Problem details: Lay out as a numbered list the part of the rows that opens with the line containing "of the snow" and closes with the line containing "[[[0,326],[0,664],[1000,664],[1000,331],[360,333]]]", both included, leaving out any blank lines.

— START Material shown —

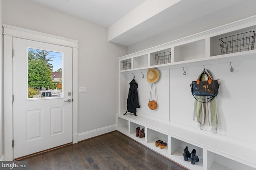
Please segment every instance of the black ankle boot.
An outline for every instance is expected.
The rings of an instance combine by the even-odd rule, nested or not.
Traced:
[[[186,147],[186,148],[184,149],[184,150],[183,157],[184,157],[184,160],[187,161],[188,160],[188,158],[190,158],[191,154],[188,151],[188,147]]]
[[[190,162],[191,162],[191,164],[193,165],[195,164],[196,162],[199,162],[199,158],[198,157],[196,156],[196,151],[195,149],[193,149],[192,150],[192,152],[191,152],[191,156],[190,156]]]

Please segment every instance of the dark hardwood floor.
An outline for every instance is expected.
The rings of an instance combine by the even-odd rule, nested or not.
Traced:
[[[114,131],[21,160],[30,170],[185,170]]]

— END Material shown —
— START Material shown —

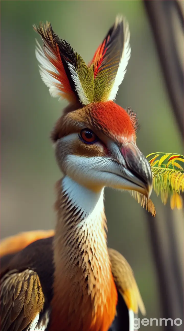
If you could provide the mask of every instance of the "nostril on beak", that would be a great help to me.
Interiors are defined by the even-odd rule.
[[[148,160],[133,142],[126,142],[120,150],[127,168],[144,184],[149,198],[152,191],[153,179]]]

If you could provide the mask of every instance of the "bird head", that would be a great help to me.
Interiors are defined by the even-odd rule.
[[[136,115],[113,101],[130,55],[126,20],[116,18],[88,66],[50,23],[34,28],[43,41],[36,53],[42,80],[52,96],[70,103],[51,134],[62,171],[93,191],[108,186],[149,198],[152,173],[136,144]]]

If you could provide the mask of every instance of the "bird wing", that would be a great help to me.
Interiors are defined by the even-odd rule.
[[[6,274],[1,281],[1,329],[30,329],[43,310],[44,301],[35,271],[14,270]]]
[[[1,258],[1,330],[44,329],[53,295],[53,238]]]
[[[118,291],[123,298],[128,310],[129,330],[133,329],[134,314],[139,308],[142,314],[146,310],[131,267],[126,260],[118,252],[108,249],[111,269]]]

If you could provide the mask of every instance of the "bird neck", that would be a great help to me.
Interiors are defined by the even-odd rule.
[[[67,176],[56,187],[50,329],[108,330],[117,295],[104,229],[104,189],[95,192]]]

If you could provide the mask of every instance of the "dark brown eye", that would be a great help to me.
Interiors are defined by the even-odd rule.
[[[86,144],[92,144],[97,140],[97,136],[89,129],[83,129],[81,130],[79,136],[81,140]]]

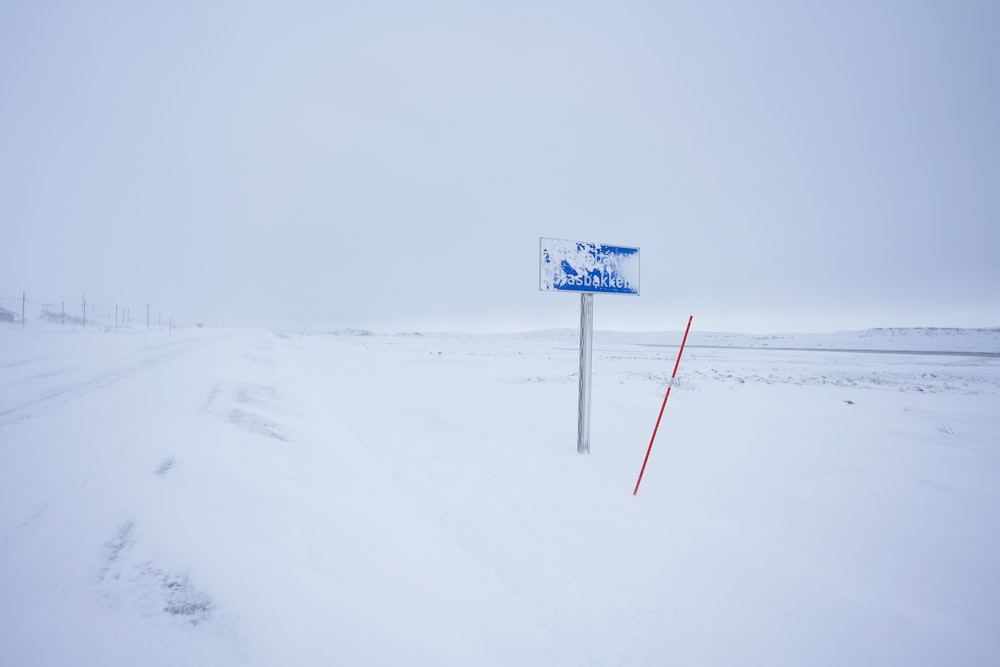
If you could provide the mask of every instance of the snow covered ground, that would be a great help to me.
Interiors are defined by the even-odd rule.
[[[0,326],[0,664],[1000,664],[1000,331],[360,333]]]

— END Material shown —
— START Material shown —

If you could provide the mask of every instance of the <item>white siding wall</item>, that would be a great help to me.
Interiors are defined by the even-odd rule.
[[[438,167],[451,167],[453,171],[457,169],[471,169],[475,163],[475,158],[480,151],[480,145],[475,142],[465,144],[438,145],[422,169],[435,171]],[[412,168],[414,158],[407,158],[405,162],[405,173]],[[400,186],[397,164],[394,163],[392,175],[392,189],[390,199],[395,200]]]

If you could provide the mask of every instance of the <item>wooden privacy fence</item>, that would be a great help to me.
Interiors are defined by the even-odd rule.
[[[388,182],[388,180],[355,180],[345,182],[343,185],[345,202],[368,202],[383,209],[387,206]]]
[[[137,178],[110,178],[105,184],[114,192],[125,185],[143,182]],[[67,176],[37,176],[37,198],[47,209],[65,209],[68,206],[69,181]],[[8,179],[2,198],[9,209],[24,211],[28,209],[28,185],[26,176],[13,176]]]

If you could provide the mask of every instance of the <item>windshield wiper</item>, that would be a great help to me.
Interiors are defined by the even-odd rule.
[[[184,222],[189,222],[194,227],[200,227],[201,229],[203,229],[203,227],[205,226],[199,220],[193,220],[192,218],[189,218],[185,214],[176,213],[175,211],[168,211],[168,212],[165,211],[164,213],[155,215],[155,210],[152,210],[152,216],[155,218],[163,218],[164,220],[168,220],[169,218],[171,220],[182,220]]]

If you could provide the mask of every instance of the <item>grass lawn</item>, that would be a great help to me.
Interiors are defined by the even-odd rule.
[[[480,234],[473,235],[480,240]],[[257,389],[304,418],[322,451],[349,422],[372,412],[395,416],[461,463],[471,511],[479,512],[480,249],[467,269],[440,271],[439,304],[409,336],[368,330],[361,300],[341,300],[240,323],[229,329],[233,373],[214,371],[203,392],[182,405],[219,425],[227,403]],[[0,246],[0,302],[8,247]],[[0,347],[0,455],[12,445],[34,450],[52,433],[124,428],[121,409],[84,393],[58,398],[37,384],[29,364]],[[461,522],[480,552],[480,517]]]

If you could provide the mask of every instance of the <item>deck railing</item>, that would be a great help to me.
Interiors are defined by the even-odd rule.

— END Material shown —

Result:
1. If you could provide the mask of every instance of the snow covered ground, that would be a great help to me.
2. Interiors are defined by the even-odd rule.
3. [[[0,326],[0,664],[1000,664],[1000,331],[360,333]]]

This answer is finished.